• To do: Where a line contains the word "colorful", copy that line from the records below.
------ Provided records
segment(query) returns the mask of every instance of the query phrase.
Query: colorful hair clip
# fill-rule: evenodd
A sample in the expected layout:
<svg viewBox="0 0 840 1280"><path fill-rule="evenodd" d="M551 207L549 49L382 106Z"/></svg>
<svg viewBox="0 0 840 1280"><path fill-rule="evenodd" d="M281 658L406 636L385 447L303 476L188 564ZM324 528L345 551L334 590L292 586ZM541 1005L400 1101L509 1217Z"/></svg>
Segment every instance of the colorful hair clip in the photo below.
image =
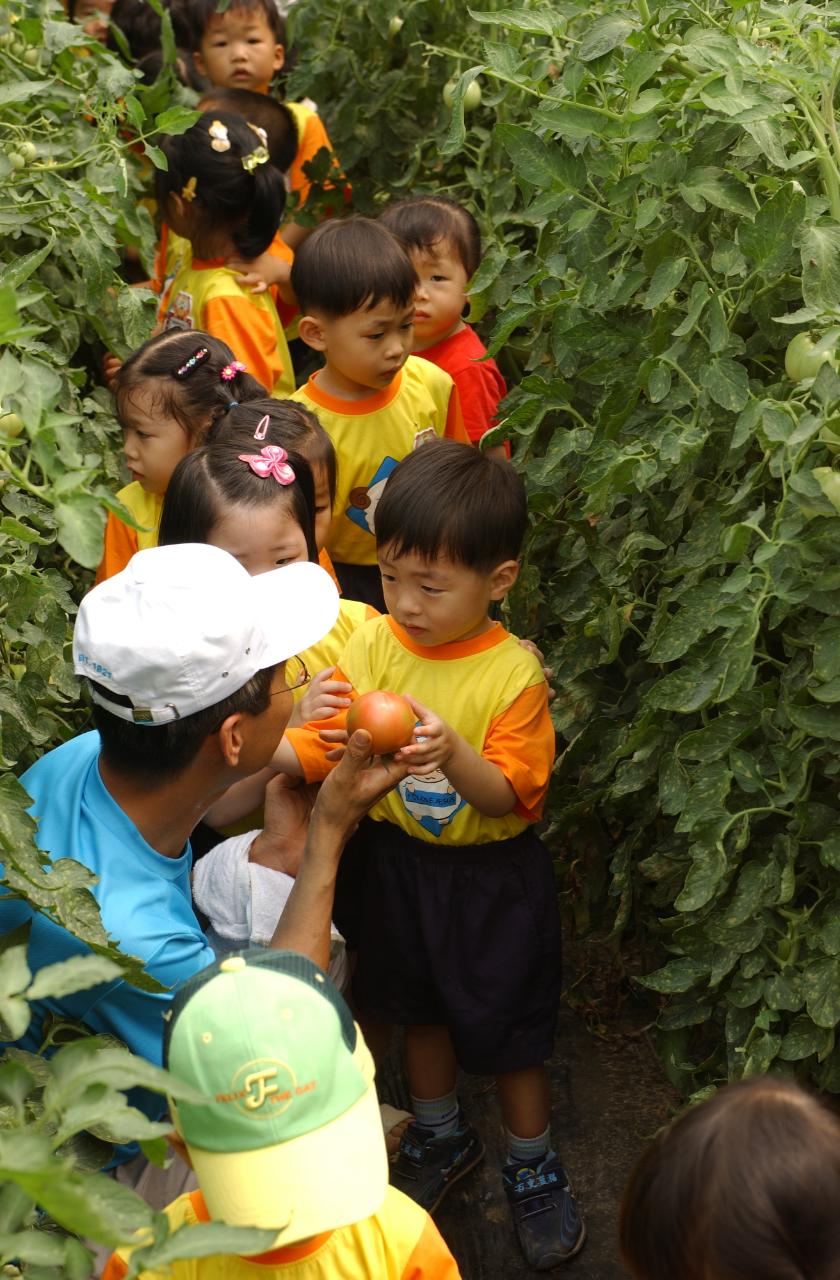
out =
<svg viewBox="0 0 840 1280"><path fill-rule="evenodd" d="M241 360L231 360L230 364L226 364L222 372L219 374L222 382L233 382L238 373L244 373L245 366Z"/></svg>
<svg viewBox="0 0 840 1280"><path fill-rule="evenodd" d="M278 484L293 484L295 473L286 459L288 454L279 444L267 444L259 453L240 453L240 462L247 462L255 475L264 480L273 476Z"/></svg>
<svg viewBox="0 0 840 1280"><path fill-rule="evenodd" d="M242 157L242 168L247 169L249 173L253 173L259 165L267 164L268 160L268 148L257 147L255 151L249 151L247 156Z"/></svg>
<svg viewBox="0 0 840 1280"><path fill-rule="evenodd" d="M197 186L198 186L197 178L190 178L188 182L185 182L183 187L181 187L181 199L186 200L188 204L192 204L193 200L195 199Z"/></svg>
<svg viewBox="0 0 840 1280"><path fill-rule="evenodd" d="M264 413L263 416L260 418L259 422L257 423L257 429L254 432L255 440L265 439L266 432L268 431L268 423L269 423L268 414Z"/></svg>
<svg viewBox="0 0 840 1280"><path fill-rule="evenodd" d="M203 364L209 354L209 347L198 347L198 349L192 353L189 360L185 360L182 365L178 366L175 370L175 377L188 378L196 365Z"/></svg>
<svg viewBox="0 0 840 1280"><path fill-rule="evenodd" d="M210 146L214 151L230 151L227 125L222 124L221 120L214 120L207 132L212 139Z"/></svg>
<svg viewBox="0 0 840 1280"><path fill-rule="evenodd" d="M259 138L260 142L263 144L264 147L268 146L268 134L266 133L265 129L262 127L261 124L251 124L251 121L249 120L248 128L253 129L254 133L257 135L257 137Z"/></svg>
------------
• Response area:
Query: colorful hair clip
Segment every instance of the colorful hair clip in the photo below.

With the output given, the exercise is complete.